Data items
————

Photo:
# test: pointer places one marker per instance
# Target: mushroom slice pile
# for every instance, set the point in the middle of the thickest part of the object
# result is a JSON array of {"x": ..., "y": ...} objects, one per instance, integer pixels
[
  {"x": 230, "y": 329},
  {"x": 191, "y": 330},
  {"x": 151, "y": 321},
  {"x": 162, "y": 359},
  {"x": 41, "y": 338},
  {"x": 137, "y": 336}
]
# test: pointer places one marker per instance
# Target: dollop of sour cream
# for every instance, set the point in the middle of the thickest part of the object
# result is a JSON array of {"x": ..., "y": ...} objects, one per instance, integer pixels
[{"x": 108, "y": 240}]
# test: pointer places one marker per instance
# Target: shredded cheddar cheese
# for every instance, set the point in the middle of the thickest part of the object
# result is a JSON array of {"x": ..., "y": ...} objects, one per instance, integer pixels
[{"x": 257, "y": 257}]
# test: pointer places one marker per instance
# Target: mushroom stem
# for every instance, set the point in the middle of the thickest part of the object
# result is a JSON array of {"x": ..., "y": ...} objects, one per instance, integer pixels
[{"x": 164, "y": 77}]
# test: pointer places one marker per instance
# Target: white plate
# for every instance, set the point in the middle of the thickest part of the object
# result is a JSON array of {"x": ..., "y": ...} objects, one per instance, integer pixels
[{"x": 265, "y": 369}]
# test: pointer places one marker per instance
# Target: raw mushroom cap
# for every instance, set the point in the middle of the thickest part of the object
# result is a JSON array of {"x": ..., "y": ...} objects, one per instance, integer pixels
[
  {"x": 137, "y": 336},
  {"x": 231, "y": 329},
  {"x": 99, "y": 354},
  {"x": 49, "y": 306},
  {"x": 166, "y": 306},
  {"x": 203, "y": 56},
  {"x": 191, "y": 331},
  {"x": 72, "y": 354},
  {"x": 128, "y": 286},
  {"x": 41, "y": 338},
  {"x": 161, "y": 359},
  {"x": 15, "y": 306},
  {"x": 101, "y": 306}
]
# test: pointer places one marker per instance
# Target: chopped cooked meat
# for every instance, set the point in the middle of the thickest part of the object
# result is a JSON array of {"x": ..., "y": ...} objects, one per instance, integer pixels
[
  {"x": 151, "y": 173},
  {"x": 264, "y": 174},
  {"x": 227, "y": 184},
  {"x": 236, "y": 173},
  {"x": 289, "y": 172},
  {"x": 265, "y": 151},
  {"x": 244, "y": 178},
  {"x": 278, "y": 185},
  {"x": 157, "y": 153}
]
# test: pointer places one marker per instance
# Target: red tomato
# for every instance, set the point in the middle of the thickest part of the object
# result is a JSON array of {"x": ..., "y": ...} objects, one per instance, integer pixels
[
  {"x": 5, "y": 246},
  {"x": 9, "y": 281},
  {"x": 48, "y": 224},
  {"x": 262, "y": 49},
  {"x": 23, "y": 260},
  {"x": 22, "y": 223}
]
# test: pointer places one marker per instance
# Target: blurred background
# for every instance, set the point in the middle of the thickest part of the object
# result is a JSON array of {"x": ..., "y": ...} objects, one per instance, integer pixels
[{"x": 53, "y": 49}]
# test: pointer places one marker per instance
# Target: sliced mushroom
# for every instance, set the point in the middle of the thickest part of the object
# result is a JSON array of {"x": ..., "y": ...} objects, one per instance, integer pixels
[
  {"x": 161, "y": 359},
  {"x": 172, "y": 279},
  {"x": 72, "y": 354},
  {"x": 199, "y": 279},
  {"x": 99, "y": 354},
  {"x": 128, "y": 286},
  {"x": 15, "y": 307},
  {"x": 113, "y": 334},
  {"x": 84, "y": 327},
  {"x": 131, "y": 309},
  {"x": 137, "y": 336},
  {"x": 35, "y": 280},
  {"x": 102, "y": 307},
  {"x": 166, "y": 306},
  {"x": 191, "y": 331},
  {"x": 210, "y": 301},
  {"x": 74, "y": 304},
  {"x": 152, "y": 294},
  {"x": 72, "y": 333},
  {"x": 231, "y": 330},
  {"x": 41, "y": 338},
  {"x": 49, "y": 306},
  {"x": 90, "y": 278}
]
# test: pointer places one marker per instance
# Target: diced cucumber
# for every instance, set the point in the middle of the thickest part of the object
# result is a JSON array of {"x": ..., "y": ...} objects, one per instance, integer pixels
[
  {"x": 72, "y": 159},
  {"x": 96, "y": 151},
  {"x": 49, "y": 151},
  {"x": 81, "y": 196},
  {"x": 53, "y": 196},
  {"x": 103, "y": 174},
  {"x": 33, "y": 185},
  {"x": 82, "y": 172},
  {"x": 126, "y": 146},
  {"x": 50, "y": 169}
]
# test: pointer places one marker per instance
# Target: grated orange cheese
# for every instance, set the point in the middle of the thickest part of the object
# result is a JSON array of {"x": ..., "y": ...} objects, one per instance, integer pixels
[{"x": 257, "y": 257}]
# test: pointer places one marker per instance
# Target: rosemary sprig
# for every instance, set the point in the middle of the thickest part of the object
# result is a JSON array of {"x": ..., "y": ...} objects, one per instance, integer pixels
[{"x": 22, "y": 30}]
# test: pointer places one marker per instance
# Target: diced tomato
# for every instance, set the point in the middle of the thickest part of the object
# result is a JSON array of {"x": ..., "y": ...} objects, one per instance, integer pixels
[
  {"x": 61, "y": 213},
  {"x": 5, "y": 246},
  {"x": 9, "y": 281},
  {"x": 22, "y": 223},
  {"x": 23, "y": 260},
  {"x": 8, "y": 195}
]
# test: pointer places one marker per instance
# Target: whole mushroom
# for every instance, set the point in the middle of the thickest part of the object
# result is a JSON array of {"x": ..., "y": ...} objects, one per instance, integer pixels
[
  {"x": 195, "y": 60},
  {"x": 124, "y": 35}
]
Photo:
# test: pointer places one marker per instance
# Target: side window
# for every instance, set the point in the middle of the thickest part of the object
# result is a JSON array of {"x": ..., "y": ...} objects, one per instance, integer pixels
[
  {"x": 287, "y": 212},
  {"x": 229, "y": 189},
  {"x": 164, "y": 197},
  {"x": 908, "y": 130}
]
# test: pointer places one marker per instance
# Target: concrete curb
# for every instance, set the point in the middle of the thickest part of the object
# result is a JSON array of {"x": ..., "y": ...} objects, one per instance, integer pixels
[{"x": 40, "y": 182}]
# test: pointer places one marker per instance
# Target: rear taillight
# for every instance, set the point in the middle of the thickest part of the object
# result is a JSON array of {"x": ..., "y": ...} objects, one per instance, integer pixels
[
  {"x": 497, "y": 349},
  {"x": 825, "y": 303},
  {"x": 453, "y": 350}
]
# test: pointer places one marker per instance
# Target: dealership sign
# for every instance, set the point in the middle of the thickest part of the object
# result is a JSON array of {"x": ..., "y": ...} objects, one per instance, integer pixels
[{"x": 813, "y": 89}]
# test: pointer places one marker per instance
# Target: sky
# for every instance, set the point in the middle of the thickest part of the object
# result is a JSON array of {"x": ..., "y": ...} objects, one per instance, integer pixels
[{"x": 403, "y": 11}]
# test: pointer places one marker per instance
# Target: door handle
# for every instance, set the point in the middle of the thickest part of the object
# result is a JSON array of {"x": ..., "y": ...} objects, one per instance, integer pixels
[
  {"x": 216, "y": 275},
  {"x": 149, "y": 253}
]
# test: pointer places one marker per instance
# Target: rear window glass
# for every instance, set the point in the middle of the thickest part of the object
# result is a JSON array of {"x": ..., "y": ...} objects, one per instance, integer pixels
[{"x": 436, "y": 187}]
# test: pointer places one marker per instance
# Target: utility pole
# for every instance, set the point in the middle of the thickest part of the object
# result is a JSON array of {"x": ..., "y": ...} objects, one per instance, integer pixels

————

■ **THE EXERCISE**:
Every record above needs to be repeated word for word.

■ **SOLUTION FOR THIS TASK**:
Photo:
# test: pointer places one marker per instance
# Target: mushroom slice pile
# for every instance, set the point in the middle of the thickest part of the object
# result is a JSON array of {"x": ..., "y": ...} objects, one per instance, integer pixels
[
  {"x": 230, "y": 329},
  {"x": 191, "y": 330},
  {"x": 151, "y": 321},
  {"x": 162, "y": 359},
  {"x": 41, "y": 338},
  {"x": 137, "y": 336}
]
# test: pointer places one marker per instance
# Target: dollop of sour cream
# for every instance, set the point in the middle of the thickest part of the object
# result is a JSON array of {"x": ..., "y": ...} objects, one per instance, integer pixels
[{"x": 108, "y": 240}]
# test: pointer places one marker per instance
# Target: shredded cheddar cheese
# for every instance, set the point in the middle of the thickest part of the object
# result is a JSON array of {"x": ..., "y": ...} objects, one per instance, integer pixels
[{"x": 257, "y": 257}]
# test: pointer places one marker per instance
# Target: mushroom stem
# for every instance, set the point in the middle of the thickest part of the object
# result is a JSON array of {"x": ..., "y": ...} objects, one per instance, integer pixels
[{"x": 164, "y": 77}]
# test: pointer places one marker per instance
# Target: white plate
# for every instance, set the point in the middle of the thickest part of the object
# result is a JSON array of {"x": ..., "y": ...} objects, one per instance, integer pixels
[{"x": 265, "y": 369}]
# test: pointer places one marker per instance
# Target: raw mushroom cap
# for every instance, set the point in the middle of the thickest part of the object
# result is a JSON array of {"x": ..., "y": ...} objects, one per instance, integer pixels
[
  {"x": 137, "y": 336},
  {"x": 231, "y": 329},
  {"x": 99, "y": 354},
  {"x": 49, "y": 306},
  {"x": 166, "y": 306},
  {"x": 203, "y": 56},
  {"x": 191, "y": 331},
  {"x": 72, "y": 354},
  {"x": 128, "y": 286},
  {"x": 41, "y": 338},
  {"x": 161, "y": 359},
  {"x": 15, "y": 306},
  {"x": 101, "y": 306}
]
# test: pointer places one marker per instance
# Target: chopped cooked meat
# for every instance, set the point in the middle of the thickest part of the object
# result is a JSON array of {"x": ..., "y": ...} objects, one per instance, integer pixels
[
  {"x": 151, "y": 173},
  {"x": 264, "y": 174},
  {"x": 227, "y": 184},
  {"x": 236, "y": 173},
  {"x": 289, "y": 172},
  {"x": 265, "y": 151},
  {"x": 244, "y": 178},
  {"x": 278, "y": 185},
  {"x": 157, "y": 153}
]
# test: pointer places one marker per instance
# Target: red tomato
# for every instance, set the point in the middle of the thickest part of the object
# result is a JSON array of {"x": ..., "y": ...} objects, one per instance, integer pixels
[
  {"x": 5, "y": 246},
  {"x": 9, "y": 281},
  {"x": 48, "y": 224},
  {"x": 262, "y": 49},
  {"x": 23, "y": 260},
  {"x": 22, "y": 223}
]
# test: pointer places one marker per instance
# Target: blurred background
# for every instance, set the point in the middle of the thickest part of the object
# result is a JSON array of {"x": ..., "y": ...} objects, one per instance, integer pixels
[{"x": 53, "y": 49}]
# test: pointer places one marker per instance
# Target: sliced mushroom
# for every instance, set the point in the middle of the thickest part of the object
# result is a JSON array of {"x": ..., "y": ...} objects, one per instance, integer pixels
[
  {"x": 161, "y": 359},
  {"x": 172, "y": 279},
  {"x": 72, "y": 354},
  {"x": 199, "y": 279},
  {"x": 99, "y": 354},
  {"x": 128, "y": 286},
  {"x": 15, "y": 307},
  {"x": 113, "y": 334},
  {"x": 84, "y": 327},
  {"x": 131, "y": 309},
  {"x": 137, "y": 336},
  {"x": 35, "y": 280},
  {"x": 102, "y": 307},
  {"x": 166, "y": 306},
  {"x": 191, "y": 331},
  {"x": 210, "y": 301},
  {"x": 74, "y": 304},
  {"x": 152, "y": 294},
  {"x": 72, "y": 333},
  {"x": 231, "y": 330},
  {"x": 41, "y": 338},
  {"x": 49, "y": 306},
  {"x": 90, "y": 278}
]
# test: pointer places one marker per instance
# Target: diced cucumber
# for every instance, set the point in the middle of the thickest part of the object
# result is a JSON array of {"x": ..., "y": ...} objects, one per instance, integer pixels
[
  {"x": 72, "y": 159},
  {"x": 96, "y": 151},
  {"x": 49, "y": 151},
  {"x": 81, "y": 196},
  {"x": 53, "y": 196},
  {"x": 103, "y": 174},
  {"x": 33, "y": 185},
  {"x": 82, "y": 172},
  {"x": 126, "y": 146},
  {"x": 50, "y": 169}
]
# test: pointer places one marker per instance
# Target: grated orange cheese
# for every instance, set the point in the middle of the thickest part of the object
# result is a JSON array of {"x": ..., "y": ...} objects, one per instance, integer pixels
[{"x": 257, "y": 257}]
# test: pointer places one marker per instance
# Target: rosemary sprig
# for every instance, set the point in the middle of the thickest part of the object
# result is a JSON array of {"x": ..., "y": ...} objects, one per instance, integer pixels
[{"x": 22, "y": 30}]
# test: pointer places one marker per instance
# Target: diced tomato
# for every instance, set the point in the middle of the thickest part of the object
# result is a JSON array of {"x": ..., "y": ...} objects, one per instance, integer pixels
[
  {"x": 61, "y": 213},
  {"x": 5, "y": 246},
  {"x": 9, "y": 281},
  {"x": 22, "y": 223},
  {"x": 23, "y": 260},
  {"x": 8, "y": 195}
]
# test: pointer places one marker per instance
# Target: whole mushroom
# for every instance, set the point in the middle of the thickest part of the object
# result is a JSON array of {"x": ..., "y": ...} objects, one per instance, integer pixels
[
  {"x": 195, "y": 60},
  {"x": 124, "y": 35}
]
Photo:
# test: pointer places one marker per instance
# Target: side window
# for every instance, set the point in the middle of the thickest part of the object
# result is a JSON array of {"x": ..., "y": ...} objects, one per instance, integer pixels
[
  {"x": 287, "y": 212},
  {"x": 229, "y": 189},
  {"x": 164, "y": 197},
  {"x": 908, "y": 130}
]
# test: pointer places one marker per instance
# Target: concrete curb
# for every instance, set the point in the middle of the thickest part of the object
# result is a JSON array of {"x": ..., "y": ...} objects, one per instance, integer pixels
[{"x": 40, "y": 182}]
# test: pointer places one marker per instance
# Target: rear taillight
# for every instance, set the point in the middle of the thickest part of the object
# result is a JSON array of {"x": ..., "y": ...} objects, one per instance, integer pixels
[
  {"x": 497, "y": 349},
  {"x": 825, "y": 303},
  {"x": 453, "y": 350}
]
# test: pointer places one marker per instance
# Target: dealership sign
# for every instance, set the point in the middle of the thickest part of the object
# result is a JSON array of {"x": ..., "y": ...} objects, one per instance, integer pixels
[{"x": 813, "y": 89}]
# test: pointer places one marker per instance
# Target: sky
# for every instance, set the point in the middle of the thickest part of the object
# result is a JSON array of {"x": ..., "y": ...} objects, one per instance, integer pixels
[{"x": 403, "y": 11}]
# test: pointer places one marker per instance
# Target: door handle
# for every instance, set the point in the middle of the thickest part of the object
# result is a JSON array of {"x": ..., "y": ...} objects, one per instance, integer pixels
[
  {"x": 216, "y": 275},
  {"x": 149, "y": 253}
]
# test: pointer places one marker per instance
# Target: rear window glass
# for every instance, set the point in the middle of the thickest part of the object
# result is a JSON array of {"x": ..., "y": ...} objects, one per instance, integer pixels
[{"x": 436, "y": 187}]
# test: pointer places one marker per instance
# Target: utility pole
# for every instance, set the point in the middle of the thickest part of the object
# result is a JSON array of {"x": ..., "y": ...} objects, one per instance, integer pixels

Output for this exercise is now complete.